▼▼▼
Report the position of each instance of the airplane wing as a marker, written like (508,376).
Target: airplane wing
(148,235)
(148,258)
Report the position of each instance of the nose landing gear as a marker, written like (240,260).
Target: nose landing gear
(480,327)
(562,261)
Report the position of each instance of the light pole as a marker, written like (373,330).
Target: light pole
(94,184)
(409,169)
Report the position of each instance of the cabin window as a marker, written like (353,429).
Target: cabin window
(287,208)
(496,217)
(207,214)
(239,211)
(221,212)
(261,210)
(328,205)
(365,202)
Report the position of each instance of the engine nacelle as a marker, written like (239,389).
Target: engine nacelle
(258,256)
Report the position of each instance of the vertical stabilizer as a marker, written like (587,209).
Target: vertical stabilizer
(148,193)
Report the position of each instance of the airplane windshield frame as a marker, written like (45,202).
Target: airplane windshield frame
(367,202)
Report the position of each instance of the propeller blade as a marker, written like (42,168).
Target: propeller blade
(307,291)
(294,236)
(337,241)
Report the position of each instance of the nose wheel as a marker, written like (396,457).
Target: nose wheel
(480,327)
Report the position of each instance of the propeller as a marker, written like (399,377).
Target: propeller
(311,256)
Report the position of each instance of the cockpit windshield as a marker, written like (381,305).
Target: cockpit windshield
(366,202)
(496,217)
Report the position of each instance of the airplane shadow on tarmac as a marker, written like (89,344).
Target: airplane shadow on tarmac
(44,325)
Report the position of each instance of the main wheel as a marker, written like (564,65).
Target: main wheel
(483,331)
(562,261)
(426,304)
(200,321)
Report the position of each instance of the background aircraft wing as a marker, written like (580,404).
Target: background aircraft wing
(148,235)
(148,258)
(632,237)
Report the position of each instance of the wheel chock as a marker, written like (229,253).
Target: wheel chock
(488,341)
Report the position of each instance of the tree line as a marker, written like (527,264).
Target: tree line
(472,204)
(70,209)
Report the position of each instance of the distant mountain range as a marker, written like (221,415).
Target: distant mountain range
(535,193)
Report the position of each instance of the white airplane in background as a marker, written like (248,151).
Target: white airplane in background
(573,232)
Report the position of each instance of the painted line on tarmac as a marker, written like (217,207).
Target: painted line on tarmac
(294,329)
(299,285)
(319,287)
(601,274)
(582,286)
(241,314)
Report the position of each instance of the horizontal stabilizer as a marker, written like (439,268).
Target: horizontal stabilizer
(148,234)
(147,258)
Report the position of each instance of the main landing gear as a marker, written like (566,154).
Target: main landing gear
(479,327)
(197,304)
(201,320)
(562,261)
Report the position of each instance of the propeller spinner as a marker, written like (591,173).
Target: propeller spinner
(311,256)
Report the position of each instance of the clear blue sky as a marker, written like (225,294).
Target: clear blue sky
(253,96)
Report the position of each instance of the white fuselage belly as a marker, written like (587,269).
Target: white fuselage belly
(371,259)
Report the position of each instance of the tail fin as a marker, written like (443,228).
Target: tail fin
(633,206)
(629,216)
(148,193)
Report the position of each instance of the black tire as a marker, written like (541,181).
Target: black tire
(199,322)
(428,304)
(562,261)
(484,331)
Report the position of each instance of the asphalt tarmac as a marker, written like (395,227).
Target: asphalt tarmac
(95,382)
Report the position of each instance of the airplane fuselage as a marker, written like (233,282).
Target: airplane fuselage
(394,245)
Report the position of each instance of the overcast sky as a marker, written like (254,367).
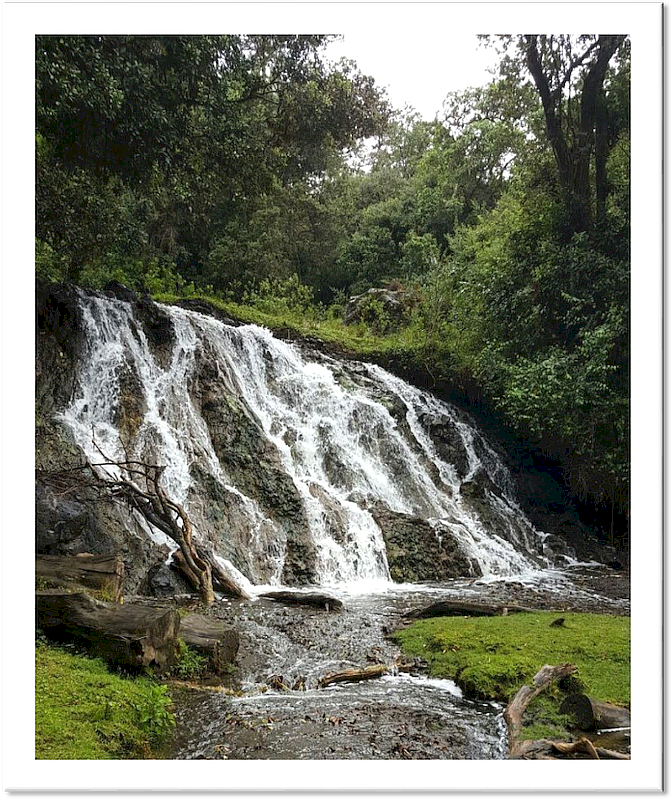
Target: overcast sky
(418,69)
(421,51)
▲▲▲
> **Exercise**: When you reach the line in the material above that holds "Target: airplane shadow on tarmac", begin reproducing lines exactly, and stop after the line that holds "Report the position of each instance of the painted".

> **Answer to this problem**:
Target: airplane shadow on tarmac
(44,325)
Report the position of each instance of the main wheel as a marker, written like (564,65).
Target: main wheel
(483,331)
(562,261)
(426,304)
(200,321)
Report the position of each instance of the background aircraft wing as a marker, written like (580,404).
Target: background aircraft wing
(148,235)
(148,258)
(632,237)
Report the position of each instance of the wheel chock as a marker, written like (229,253).
Target: wheel chock
(488,341)
Report the position of each instance of the tree line as a marker, written like (527,264).
Target: tree line
(472,204)
(70,209)
Report the position of each instance of the distant mountain range as a marker, written like (221,415).
Target: distant mountain range
(535,193)
Report the position of each instance of the white airplane in background as a marker, written like (248,151).
Target: white airplane in background
(573,232)
Report the position of each instance of the painted line on tarmac as a marker, written like (217,207).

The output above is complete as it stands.